Work item —
Keep every line in which "green" occurs and drop the rest of the data.

Saved entries —
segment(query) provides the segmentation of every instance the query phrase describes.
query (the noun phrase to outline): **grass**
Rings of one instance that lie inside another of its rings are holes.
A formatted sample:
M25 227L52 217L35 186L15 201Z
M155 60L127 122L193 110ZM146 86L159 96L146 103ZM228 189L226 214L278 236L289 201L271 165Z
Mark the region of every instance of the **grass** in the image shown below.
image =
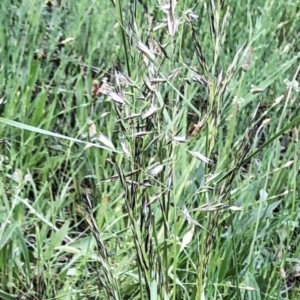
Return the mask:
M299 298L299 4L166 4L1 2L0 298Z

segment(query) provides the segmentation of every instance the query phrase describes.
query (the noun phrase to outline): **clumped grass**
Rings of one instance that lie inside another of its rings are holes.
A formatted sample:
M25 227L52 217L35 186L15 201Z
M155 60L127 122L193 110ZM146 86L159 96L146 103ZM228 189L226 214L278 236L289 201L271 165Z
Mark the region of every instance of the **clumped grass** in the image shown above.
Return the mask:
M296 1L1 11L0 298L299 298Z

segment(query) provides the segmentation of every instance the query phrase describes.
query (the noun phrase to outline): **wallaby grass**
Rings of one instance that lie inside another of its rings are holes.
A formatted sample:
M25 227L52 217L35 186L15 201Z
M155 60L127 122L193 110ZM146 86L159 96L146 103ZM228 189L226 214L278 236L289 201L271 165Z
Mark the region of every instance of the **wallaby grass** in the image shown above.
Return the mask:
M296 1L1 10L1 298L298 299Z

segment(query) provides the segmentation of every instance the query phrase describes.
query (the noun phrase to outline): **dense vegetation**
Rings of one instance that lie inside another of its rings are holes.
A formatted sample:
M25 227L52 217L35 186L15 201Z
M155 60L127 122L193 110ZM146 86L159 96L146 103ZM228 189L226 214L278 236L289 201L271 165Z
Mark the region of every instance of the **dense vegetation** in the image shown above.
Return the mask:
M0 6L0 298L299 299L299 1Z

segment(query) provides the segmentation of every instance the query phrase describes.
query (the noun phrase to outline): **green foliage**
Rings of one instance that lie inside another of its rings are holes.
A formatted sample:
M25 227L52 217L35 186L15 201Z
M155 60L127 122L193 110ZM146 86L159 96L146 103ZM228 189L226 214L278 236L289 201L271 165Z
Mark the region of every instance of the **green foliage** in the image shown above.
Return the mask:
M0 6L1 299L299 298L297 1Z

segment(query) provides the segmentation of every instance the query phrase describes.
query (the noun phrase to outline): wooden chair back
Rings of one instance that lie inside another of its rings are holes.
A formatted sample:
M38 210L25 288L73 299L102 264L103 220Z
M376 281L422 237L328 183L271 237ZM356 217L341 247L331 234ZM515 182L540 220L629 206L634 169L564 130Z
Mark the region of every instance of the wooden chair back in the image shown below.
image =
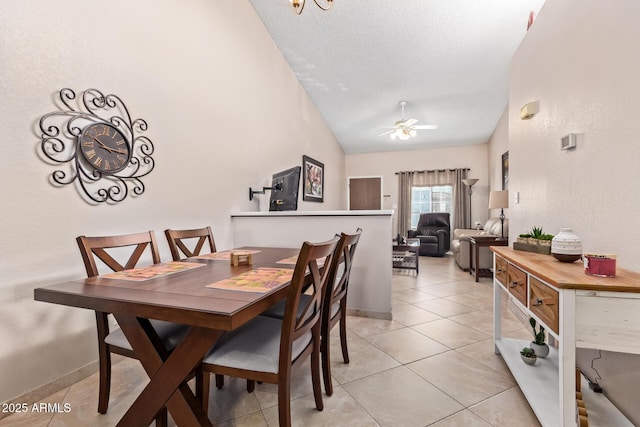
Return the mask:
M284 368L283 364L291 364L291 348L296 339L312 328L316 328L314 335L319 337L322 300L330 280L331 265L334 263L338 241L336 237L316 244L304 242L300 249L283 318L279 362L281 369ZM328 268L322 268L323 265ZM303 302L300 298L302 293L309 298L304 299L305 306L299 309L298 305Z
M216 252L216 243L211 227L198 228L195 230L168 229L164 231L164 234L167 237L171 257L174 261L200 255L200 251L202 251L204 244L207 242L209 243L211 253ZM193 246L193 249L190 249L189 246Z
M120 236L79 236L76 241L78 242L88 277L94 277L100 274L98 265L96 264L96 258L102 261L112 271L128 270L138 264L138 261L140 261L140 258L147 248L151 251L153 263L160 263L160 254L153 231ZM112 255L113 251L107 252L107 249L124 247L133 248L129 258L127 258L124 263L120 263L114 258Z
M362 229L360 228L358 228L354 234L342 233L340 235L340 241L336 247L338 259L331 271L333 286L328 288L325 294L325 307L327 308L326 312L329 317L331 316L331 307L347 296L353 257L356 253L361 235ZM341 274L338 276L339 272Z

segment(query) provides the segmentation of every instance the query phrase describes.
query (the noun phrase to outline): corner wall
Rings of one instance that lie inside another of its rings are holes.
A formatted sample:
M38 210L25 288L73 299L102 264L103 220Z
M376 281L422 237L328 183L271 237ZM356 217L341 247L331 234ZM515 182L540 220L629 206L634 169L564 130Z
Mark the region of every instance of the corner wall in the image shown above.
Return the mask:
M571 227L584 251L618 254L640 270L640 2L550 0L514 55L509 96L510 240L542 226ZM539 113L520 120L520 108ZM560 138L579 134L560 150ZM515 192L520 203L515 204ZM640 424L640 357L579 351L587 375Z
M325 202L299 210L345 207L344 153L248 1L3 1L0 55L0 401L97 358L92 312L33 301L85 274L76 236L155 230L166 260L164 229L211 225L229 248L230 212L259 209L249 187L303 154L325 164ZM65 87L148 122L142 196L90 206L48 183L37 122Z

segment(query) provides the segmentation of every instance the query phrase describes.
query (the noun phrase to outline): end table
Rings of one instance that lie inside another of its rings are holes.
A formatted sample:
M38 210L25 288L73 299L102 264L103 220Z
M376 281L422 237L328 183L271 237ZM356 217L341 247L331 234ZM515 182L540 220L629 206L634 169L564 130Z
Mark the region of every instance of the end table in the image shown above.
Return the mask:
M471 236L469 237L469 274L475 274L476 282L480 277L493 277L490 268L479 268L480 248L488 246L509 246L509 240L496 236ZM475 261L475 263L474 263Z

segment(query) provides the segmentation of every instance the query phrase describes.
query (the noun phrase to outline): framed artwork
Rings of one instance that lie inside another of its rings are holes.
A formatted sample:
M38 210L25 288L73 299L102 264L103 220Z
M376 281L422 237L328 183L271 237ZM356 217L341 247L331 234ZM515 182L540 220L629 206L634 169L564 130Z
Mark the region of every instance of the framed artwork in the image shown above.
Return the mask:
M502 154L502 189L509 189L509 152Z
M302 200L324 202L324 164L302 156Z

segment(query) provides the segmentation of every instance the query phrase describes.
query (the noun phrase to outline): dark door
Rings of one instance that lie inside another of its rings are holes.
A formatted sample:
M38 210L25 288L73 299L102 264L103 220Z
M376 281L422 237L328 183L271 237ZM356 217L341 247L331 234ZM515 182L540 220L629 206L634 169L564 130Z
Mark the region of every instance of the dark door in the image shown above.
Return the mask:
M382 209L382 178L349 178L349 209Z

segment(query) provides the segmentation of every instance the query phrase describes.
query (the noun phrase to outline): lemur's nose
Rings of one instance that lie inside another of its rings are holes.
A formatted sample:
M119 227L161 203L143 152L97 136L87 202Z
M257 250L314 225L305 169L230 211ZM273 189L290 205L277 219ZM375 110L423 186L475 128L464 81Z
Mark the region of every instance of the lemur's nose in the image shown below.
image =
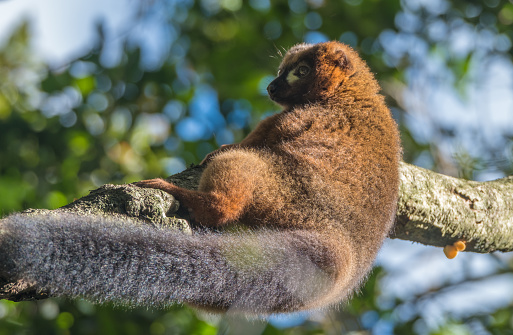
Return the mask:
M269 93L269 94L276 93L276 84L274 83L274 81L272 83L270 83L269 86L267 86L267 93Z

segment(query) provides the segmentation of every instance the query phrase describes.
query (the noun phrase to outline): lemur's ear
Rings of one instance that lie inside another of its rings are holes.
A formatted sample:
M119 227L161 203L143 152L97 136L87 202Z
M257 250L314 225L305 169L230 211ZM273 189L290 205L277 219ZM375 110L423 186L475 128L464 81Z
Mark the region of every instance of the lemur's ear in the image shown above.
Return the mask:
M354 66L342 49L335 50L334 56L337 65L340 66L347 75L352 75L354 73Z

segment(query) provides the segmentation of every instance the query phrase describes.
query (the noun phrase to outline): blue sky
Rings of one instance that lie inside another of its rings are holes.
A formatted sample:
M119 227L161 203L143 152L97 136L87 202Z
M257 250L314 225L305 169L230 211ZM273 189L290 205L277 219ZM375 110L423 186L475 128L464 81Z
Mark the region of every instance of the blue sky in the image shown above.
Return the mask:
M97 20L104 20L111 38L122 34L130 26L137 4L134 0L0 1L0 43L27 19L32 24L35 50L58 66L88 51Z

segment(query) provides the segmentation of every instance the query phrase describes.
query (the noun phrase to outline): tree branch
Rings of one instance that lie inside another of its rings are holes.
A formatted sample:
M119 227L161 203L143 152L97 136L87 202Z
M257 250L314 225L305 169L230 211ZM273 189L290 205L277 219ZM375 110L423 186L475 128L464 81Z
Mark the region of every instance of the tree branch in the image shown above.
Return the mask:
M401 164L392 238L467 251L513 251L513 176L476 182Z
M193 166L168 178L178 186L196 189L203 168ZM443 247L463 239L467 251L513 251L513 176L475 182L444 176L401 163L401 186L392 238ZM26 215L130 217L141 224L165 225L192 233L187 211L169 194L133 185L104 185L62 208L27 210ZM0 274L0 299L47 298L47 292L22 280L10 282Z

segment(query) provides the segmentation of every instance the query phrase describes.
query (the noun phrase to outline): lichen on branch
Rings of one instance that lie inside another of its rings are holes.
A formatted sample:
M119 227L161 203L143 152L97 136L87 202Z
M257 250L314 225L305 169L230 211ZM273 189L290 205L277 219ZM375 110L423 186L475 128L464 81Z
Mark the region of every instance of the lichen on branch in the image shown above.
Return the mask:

Answer box —
query (the noun phrase to outline): **green foliage**
Mark the region of every instance of the **green foliage** in the image shown above.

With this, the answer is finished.